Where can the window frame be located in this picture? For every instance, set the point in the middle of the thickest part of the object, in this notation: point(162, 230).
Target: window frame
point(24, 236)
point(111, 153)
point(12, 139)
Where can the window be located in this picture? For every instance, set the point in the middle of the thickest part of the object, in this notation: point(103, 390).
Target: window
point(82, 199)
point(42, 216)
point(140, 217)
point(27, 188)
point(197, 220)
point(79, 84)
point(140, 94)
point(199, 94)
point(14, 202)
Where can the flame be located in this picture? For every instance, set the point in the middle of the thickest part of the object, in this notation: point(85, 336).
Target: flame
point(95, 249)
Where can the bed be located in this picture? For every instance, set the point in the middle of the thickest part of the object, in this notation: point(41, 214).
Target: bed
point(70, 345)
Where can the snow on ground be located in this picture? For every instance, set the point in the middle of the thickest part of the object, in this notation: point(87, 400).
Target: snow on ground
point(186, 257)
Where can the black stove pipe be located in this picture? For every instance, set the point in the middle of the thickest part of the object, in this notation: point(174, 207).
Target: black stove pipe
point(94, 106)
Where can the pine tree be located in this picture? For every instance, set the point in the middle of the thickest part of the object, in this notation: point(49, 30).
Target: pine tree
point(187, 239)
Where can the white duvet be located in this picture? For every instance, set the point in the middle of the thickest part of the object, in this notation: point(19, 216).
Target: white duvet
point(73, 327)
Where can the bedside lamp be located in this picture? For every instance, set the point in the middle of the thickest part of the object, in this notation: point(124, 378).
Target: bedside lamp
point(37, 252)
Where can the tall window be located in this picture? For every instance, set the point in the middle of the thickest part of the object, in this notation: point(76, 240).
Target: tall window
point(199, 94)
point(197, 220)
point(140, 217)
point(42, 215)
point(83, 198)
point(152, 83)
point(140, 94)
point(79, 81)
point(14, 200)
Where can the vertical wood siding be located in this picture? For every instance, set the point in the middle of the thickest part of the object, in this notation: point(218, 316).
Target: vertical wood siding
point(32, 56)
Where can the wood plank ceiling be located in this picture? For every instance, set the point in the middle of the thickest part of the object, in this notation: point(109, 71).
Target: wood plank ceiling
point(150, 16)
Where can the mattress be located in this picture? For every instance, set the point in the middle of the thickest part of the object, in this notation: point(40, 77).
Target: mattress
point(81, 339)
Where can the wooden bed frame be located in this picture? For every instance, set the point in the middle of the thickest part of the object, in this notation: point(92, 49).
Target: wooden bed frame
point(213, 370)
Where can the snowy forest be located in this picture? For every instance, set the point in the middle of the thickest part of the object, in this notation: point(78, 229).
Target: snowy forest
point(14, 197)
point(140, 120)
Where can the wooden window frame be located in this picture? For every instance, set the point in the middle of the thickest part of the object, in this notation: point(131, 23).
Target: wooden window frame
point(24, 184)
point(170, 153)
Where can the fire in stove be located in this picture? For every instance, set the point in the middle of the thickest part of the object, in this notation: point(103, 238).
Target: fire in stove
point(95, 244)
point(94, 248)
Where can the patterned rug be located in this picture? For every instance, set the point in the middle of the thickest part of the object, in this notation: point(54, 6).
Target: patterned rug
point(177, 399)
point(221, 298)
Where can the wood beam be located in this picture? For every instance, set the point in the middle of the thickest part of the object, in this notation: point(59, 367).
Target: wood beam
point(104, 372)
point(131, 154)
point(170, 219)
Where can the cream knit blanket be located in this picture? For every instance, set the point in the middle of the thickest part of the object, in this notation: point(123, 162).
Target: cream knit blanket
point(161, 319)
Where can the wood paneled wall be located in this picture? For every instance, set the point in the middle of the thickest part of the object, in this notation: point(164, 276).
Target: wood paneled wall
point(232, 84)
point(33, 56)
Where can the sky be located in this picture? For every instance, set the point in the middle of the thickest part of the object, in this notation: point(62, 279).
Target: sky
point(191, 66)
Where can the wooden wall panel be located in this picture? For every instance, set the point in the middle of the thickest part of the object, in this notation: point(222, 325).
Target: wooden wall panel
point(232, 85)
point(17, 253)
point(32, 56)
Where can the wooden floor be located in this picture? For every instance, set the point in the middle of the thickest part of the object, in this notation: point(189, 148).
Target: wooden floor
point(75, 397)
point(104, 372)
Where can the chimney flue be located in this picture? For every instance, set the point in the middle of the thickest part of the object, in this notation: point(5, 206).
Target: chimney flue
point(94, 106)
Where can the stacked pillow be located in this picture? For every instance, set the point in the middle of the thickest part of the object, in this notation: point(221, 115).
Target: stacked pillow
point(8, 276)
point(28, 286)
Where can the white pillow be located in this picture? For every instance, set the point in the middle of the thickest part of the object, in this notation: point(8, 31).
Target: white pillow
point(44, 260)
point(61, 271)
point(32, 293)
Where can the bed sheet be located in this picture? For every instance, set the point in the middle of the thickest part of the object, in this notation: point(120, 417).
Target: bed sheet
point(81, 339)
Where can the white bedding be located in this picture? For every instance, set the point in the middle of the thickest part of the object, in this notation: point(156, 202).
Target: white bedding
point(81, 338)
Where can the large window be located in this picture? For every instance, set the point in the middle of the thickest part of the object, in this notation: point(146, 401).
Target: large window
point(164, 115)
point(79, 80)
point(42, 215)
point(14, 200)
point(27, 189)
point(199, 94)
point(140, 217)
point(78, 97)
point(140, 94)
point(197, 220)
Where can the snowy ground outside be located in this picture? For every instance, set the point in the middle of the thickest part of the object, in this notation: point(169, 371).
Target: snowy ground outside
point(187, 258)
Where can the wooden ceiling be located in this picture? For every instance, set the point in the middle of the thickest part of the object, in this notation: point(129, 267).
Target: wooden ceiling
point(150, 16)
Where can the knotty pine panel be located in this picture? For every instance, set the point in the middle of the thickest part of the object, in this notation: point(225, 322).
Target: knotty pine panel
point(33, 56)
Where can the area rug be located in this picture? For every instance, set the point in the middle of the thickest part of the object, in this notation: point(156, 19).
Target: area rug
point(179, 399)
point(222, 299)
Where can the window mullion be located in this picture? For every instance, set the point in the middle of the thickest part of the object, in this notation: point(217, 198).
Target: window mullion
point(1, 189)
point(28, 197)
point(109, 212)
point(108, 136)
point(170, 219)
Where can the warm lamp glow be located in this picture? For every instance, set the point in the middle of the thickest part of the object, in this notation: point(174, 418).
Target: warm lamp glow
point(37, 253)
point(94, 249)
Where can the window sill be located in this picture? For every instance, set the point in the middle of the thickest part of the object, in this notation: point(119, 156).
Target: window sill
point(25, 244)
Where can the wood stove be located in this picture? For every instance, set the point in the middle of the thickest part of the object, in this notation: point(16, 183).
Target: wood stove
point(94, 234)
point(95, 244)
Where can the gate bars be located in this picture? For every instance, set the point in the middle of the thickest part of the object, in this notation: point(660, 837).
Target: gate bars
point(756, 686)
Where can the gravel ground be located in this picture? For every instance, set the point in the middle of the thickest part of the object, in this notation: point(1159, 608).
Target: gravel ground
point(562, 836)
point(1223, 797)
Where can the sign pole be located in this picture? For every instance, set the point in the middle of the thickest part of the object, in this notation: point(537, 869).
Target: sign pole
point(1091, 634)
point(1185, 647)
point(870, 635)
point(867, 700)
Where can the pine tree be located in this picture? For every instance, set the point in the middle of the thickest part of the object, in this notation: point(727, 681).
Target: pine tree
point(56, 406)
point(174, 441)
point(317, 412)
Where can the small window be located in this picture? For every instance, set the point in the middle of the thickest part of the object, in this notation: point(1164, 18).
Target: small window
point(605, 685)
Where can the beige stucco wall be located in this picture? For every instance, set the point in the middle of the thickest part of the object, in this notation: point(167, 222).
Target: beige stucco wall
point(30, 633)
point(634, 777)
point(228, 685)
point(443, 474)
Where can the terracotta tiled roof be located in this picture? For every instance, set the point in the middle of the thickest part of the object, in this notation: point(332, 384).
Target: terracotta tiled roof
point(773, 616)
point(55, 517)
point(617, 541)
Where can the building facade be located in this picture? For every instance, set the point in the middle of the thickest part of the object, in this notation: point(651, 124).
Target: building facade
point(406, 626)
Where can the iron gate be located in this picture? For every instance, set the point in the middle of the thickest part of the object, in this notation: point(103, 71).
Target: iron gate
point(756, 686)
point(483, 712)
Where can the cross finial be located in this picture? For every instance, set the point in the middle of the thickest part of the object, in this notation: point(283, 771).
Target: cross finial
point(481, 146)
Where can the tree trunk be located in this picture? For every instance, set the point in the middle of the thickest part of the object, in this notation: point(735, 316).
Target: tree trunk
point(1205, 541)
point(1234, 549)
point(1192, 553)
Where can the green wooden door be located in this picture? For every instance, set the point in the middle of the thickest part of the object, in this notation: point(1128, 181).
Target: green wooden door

(SET TASK): Reproduce the data from the line with "Where can the white pillow" up to and including the line with "point(32, 293)", substituting "cushion" for "pillow" and leaving everything else unchanged.

(RESPONSE TO THE EXERCISE):
Where can the white cushion be located in this picture? For every instance, set the point in the middle of the thickest part of the object, in this notation: point(8, 31).
Target: white cushion
point(44, 260)
point(61, 271)
point(32, 293)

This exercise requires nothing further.